Exercise details
Lines from the top of the entries through the line that has "rough mask: <svg" must be duplicated exactly, and no others.

Stored data entries:

════

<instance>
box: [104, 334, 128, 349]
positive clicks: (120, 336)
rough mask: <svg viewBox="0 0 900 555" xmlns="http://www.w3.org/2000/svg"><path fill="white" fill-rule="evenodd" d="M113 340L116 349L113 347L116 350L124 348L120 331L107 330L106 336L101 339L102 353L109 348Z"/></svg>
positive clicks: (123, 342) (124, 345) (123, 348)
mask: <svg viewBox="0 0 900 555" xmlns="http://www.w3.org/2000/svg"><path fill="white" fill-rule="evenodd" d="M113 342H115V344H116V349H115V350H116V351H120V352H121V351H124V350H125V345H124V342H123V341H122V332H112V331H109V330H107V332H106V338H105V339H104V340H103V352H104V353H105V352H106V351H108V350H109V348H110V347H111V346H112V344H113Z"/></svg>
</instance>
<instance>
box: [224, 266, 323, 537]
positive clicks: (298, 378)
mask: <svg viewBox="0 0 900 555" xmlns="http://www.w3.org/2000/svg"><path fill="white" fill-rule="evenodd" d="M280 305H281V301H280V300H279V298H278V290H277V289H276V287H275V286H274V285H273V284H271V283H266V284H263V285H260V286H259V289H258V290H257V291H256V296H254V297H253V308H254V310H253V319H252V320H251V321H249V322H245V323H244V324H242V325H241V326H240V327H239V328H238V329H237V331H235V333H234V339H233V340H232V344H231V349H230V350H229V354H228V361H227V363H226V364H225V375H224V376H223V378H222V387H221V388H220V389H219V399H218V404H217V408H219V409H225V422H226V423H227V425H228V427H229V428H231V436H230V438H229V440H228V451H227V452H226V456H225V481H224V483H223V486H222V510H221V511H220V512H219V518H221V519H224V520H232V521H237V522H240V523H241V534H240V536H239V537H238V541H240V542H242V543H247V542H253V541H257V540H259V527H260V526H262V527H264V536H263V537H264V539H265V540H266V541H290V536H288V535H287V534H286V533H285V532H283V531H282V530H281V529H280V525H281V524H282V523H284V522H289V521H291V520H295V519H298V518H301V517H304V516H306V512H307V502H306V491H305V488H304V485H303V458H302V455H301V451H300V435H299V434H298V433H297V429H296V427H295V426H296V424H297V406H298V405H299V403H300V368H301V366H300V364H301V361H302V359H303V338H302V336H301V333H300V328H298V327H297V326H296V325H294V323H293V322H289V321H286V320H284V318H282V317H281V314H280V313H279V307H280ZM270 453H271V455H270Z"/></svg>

════

Your response
<instance>
box: [104, 334, 128, 349]
positive clicks: (120, 336)
rough mask: <svg viewBox="0 0 900 555" xmlns="http://www.w3.org/2000/svg"><path fill="white" fill-rule="evenodd" d="M113 340L116 349L113 347L116 350L124 348L120 331L107 330L106 336L101 339L102 353L109 348Z"/></svg>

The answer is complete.